YOUR GOAL>
Summarize the news digest below in three sentences.

TEXT FOR ANALYSIS>
━━━━━━━━━━━━━━━━━━━━

Advanced investigation methods such as cone penetration testing with pore pressure (CPTu), seismic CPT and high‑resolution pressuremeter testing are generating terabytes of geotechnical data per project, yet much of it remains locked in PDFs, spreadsheets and unstructured lab reports. Centralised, cloud-based platforms with AGS-compliant data models, API links to lab information management systems and automated validation rules are being promoted to standardise borehole, in situ and lab datasets across portfolios. For practitioners, the key gains are faster ground model iteration, more defensible design parameters and easier reuse of legacy site investigation data on brownfield schemes.
CSCS Smart Check has been upgraded with a new API that records GPS coordinates, site ID or name, and the reason for each card scan (pre‑induction, induction, re‑induction, routine check, site entry or other), feeding data from both the web portal and app into approved access and induction systems. The changes are designed to support Building Safety Act compliance and strengthen workforce planning. Combined with CSCS Alliance Workforce Insights, which aggregates anonymised data from over 2.3 million cardholders across 37 schemes, the platform now gives a more granular geographic view of skills and occupational density.
Genesis Energy, New Zealand’s largest electricity retailer and a major generator, has gone live on Workday’s enterprise AI platform to consolidate management of its 1000-plus workforce and financial operations. The deployment brings HR, payroll and finance onto a single cloud system, replacing multiple legacy tools and manual workflows across its thermal, hydro and wind generation assets. For mining and heavy-industry peers, the move signals growing adoption of integrated, AI-enabled back-office platforms to support large asset fleets and complex shift-based labour models.
Seequent has released a major Leapfrog update for mining, adding new workflows for drill hole planning, stratigraphic modelling and data preparation aimed at faster, more consistent resource estimation. The upgrade deepens subsurface modelling by improving handling of complex stratigraphy and drillhole datasets, enabling geologists to iterate models more quickly and reduce manual rework. For mine planning teams, tighter integration of geological models with estimation inputs should sharpen pit optimisation, cut-off decisions and early-stage project evaluation.

━━━━━━━━━━━━━━━━━━━━

EXTRACTED MATERIAL>

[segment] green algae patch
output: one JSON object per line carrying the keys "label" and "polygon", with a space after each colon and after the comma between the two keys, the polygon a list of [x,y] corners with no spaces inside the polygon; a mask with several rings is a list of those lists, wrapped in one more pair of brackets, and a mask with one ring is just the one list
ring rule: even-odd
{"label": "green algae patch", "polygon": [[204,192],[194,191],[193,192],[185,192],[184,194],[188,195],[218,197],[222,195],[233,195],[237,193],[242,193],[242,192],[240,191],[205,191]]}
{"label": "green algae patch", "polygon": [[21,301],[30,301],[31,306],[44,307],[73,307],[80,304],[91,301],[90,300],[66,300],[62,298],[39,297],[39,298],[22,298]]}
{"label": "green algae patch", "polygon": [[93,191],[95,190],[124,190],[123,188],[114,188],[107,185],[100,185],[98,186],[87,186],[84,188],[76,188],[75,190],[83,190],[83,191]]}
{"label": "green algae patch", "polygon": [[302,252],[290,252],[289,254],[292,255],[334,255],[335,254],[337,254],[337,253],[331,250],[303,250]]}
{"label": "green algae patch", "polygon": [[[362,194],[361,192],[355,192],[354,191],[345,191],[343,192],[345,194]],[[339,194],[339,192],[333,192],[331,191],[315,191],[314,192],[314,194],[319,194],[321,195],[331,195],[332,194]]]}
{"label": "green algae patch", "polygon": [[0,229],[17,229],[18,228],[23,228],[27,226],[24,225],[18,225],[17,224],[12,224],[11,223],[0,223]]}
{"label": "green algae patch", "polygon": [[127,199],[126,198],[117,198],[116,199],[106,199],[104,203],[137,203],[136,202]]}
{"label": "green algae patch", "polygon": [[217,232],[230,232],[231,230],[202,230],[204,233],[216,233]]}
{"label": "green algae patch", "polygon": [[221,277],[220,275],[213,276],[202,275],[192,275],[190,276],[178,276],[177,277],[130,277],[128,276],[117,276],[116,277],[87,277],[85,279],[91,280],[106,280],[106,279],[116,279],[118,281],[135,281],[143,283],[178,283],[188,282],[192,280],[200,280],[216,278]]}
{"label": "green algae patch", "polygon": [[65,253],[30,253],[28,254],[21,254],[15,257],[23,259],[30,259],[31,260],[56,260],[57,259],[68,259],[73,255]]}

━━━━━━━━━━━━━━━━━━━━

OUTPUT OF THE TASK>
Cloud-based platforms with AGS-compliant data models are being promoted to standardize the large volumes of geotechnical investigation data that now sit largely in PDFs, spreadsheets, and unstructured lab reports. CSCS Smart Check has gained an API that records the location, site, and reason for each card scan to support Building Safety Act compliance and workforce planning, and Genesis Energy has moved its HR, payroll, and finance onto Workday's single cloud-based enterprise AI platform. Seequent's Leapfrog update for mining adds workflows for drill hole planning, stratigraphic modeling, and data preparation aimed at faster, more consistent resource estimation.